• _Brief 1_: From the review of the Straw Dogs remake, list the four reasons the reader is asked to guess for why the two groups of people clash.
• _Brief 2_: Write a continuation of the review of the Straw Dogs remake, picking up after its final sentence.

>> Begin Text shown

Or you could just skip the film entirely, which I would recommend outright were it not for a scene involving vaginal insertion of chess men that is simply too awkward and unbelievable to be missed.

Straw Dogs is a remake of a movie that was itself based on a rather highly respected novel by Gordon Williams. The story is very similar in each iteration; in this new version, the main character, David, is a wealthy L.A. filmmaker who travels with his wife to the backwater town called Blackwater (clever! lol!) where she grew up. Once there, they clash with the locals for all of the most obvious reasons.

Kate Bosworth is the only character in this movie

Seriously, take a moment to guess why these two groups of people might clash. Did you guess god, money, art, or customs? Well, you’re right! In fact, the film isn’t content to focus on any one of these, but instead tells you everything you need to know about the characters within the first five minutes (David is rich and snooty, the locals are god-fearing and unrefined) and then spends the next hour reminding you in every way imaginable. 

Most of these reminders are brought about via juxtaposition, and I refer to the high-school-art-class juxtaposition that makes you throw up a little bit in your mouth when you see it. The progression of the film goes much like this

  • David drives quietly with his wife in his expensive car. Cut suddenly to a beat up truck full of hunting locals.
  • David sits listening to classical music in his office. Outside, the men he hired to repair the barn’s roof turn their 80s rock louder. Cut back to David, who turns up his own music.
  • Shot of David typing on his computer. Shot of worker outside hammering in a nail. Cut back and forth a few times in case anyone didn’t get it. Then do it once more.

Oh look, it's Kate Bosworth again. Why? Why bother showing the other barely animate objects in the film?

I’m not exaggerating when I say that there’s a juxtaposition for every theme in this movie. If this is clever filmmaking, please just give me True Lies.

It’s also a shame that it seems the film doesn’t know what human people are like, because there is only one of those in the film: against all odds, it is Kate Bosworth’s Amy. Owing largely to her absolutely abhorrent treatment by nearly every character in the film at one point or another, Bosworth’s complete breakdown is just about the only human moment in the film. The fact that her nipples are on display for the vast majority of the film might make her seem like nothing more than The Nipples That Started The Whole World Crying, but the objectification of Amy is the one thing the film gets right. I wonder if it meant to…

Otherwise, it’s filled with a lot of stereotypes used in a manner that makes you wonder if the filmmakers were trying at all. There exists no nuance to the characters, no sense of unpredictability or humanity to make them anything more than devices to bring about an eventual confrontation, ensuring that the film gets across its all-important message. Oh, right, this was a remake. Someone already got the message across. Oopsies.

>> End Text shown
>> Begin Records supplied

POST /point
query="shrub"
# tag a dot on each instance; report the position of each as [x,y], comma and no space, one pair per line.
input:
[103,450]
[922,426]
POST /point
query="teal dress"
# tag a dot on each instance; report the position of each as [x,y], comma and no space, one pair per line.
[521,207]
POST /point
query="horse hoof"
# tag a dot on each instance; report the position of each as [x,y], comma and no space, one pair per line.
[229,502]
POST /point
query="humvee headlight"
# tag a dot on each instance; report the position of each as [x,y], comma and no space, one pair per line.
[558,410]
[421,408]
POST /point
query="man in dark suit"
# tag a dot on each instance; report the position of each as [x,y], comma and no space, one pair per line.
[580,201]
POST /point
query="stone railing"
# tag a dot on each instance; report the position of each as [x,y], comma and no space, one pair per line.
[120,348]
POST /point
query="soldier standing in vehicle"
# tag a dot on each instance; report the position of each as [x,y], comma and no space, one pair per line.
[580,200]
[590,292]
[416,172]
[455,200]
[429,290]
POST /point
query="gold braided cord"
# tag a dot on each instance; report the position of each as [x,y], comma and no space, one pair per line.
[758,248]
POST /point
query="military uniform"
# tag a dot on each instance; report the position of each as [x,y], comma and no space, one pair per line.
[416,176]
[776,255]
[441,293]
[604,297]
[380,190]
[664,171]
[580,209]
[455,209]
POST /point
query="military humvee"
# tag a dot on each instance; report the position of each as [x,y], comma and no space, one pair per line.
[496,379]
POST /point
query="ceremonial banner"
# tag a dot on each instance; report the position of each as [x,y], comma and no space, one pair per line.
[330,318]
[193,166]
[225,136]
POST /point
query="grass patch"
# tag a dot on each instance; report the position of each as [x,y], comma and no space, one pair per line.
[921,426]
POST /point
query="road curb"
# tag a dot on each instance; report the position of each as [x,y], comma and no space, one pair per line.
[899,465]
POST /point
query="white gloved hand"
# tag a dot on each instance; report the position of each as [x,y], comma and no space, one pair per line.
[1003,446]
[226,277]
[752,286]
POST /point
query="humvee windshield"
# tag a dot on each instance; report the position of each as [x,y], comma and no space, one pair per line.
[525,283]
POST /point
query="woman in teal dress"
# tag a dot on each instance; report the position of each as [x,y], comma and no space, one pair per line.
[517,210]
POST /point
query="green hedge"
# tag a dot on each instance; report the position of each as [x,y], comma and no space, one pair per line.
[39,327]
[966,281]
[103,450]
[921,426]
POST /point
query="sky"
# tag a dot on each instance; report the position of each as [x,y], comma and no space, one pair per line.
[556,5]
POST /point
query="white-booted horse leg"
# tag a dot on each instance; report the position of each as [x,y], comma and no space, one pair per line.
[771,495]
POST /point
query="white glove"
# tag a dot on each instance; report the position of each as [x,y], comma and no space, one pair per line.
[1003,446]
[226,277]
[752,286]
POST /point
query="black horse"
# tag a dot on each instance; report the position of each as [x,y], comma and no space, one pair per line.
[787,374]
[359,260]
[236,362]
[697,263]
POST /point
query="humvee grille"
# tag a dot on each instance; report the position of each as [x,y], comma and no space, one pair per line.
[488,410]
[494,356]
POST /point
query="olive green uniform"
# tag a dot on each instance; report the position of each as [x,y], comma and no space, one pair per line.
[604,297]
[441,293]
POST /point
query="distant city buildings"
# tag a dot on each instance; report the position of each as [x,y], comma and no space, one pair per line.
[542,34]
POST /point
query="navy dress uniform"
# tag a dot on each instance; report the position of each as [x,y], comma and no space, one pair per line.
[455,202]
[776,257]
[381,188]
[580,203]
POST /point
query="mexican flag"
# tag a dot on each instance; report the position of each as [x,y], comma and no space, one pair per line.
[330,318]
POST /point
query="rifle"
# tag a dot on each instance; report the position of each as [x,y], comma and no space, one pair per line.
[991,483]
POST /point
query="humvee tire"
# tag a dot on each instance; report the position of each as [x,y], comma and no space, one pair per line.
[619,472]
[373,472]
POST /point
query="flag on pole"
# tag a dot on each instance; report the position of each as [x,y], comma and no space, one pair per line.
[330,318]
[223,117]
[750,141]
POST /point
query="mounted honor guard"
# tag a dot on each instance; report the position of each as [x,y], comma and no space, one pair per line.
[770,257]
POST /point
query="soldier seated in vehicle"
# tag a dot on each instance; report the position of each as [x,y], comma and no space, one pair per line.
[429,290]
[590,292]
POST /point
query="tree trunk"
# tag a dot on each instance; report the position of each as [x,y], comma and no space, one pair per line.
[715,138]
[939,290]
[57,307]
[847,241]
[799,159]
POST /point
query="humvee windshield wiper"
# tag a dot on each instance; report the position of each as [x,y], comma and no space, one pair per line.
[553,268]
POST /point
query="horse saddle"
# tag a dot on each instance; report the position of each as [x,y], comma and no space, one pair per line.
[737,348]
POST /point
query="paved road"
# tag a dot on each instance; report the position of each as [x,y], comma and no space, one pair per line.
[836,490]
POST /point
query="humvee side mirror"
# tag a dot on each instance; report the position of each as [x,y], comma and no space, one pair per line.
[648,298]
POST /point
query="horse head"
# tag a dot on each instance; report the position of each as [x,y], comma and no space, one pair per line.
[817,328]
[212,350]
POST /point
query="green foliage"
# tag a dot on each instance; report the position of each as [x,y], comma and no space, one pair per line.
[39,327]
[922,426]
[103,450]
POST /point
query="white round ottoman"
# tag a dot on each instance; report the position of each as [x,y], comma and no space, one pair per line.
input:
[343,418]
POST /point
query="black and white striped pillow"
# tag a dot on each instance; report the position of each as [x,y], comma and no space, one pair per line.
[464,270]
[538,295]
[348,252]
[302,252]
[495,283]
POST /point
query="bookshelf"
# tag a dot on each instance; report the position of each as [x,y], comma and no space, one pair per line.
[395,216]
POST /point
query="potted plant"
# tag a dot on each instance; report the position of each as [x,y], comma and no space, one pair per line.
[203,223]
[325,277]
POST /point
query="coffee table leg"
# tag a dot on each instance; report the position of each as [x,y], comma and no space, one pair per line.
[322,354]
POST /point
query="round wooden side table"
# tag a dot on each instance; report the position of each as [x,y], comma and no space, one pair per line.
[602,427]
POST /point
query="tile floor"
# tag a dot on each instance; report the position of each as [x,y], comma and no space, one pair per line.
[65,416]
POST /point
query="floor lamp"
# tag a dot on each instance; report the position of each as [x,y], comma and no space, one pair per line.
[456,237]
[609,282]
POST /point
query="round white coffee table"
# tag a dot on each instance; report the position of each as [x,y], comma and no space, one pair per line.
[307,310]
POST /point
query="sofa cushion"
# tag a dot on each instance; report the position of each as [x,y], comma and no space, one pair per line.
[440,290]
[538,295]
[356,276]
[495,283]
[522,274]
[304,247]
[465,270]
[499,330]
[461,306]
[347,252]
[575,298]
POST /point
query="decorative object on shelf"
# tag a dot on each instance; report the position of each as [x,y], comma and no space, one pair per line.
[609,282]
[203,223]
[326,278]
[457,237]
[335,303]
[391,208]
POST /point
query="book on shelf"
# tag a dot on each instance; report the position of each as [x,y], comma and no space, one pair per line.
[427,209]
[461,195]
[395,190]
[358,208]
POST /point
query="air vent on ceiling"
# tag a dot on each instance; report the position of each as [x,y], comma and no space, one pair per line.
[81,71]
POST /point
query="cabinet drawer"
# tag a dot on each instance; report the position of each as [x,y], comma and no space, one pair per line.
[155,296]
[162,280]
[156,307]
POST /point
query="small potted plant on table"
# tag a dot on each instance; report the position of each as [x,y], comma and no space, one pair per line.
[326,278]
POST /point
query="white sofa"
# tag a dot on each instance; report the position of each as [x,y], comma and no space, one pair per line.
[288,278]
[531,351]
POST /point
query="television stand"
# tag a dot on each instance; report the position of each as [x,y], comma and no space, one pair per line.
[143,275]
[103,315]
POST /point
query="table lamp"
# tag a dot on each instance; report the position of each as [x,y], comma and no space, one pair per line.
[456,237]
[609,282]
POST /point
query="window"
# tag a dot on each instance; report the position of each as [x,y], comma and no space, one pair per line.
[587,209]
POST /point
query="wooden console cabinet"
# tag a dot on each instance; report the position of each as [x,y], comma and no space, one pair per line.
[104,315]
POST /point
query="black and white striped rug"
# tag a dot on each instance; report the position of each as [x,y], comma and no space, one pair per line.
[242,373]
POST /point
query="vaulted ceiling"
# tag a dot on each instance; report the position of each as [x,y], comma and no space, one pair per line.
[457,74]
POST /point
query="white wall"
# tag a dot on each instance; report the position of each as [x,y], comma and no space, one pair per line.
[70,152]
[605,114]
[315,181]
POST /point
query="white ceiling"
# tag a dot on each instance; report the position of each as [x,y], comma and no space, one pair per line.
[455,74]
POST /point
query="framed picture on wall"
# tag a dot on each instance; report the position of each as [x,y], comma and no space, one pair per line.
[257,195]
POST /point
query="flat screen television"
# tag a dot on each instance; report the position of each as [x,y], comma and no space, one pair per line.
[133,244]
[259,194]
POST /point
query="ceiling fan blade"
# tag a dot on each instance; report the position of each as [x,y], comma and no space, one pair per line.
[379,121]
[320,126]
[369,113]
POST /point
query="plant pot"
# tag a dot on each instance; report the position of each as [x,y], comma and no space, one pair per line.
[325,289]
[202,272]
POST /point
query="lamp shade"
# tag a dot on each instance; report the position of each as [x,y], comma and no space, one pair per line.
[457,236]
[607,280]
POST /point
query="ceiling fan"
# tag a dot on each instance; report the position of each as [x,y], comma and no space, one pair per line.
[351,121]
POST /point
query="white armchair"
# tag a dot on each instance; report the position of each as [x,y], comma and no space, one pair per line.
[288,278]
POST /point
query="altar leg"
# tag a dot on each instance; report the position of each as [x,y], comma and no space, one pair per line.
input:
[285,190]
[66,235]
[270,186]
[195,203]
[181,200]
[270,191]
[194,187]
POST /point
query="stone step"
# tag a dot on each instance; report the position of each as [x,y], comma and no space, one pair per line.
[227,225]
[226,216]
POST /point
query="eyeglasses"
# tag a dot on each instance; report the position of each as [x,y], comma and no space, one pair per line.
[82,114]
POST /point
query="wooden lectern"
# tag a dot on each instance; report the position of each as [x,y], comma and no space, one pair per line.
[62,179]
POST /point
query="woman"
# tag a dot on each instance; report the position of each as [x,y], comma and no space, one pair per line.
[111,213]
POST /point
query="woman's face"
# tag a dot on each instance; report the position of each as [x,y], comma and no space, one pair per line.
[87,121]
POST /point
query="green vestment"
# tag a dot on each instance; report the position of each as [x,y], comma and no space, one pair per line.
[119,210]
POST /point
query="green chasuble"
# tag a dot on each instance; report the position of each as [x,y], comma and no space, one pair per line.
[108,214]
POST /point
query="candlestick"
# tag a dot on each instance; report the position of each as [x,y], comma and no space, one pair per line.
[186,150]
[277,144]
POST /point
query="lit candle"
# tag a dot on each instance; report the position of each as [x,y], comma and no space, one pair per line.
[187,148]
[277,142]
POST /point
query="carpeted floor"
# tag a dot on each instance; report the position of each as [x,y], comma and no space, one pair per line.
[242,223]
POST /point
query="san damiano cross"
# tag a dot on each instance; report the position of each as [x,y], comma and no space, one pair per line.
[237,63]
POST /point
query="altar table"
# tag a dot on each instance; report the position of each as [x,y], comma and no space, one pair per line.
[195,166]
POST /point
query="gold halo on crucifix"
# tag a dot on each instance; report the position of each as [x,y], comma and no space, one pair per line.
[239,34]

>> End Records supplied

• _Final answer 1_: god, money, art, customs

• _Final answer 2_:
LOL CHESS

Finally, while the conclusion certainly ramps up the action and violence, it devolves into a ridiculous series of predictable horror-movie deaths that crap all over the film’s slow mounting tension. The final confrontation isn’t even reached in a way that makes sense, so when all the action is happening, you’re still thinking back to a couple of secondary characters and wondering, “What was the point of that?” Oh, right, all of the characters are plot devices. 

If there’s one thing I did get out of this film, it’s the ridiculous pleasure derived from the chess-piece-vaginal-stimulation scene. It’s an absolutely terrible scene, worse perhaps even than the mountainous animal cracker journey from Armageddon. But it truly must be watched to be believed, and the climax involves the film’s only successful moment of comedy — intentional moment, anyway.

If this review has a bit of a tone to it, I apologize. It’s not often that I get up-in-arms about things like juxtaposition and the overuse of thematic elements. This, however, is the sort of film that serves up frustration to you on a silver platter while it simultaneously presents disappointment on a dingy, stained paper plate. Juxtaposition! It’s so hard!

Overall Score: 4.00 – Terrible. (4s are terrible in many ways. They’re bad enough that even diehard fans of its genre, director, or cast still probably won’t enjoy it at all, and everyone else will leave the theater incredibly angry. Not only are these not worth renting, you should even change the TV channel on them in the future.)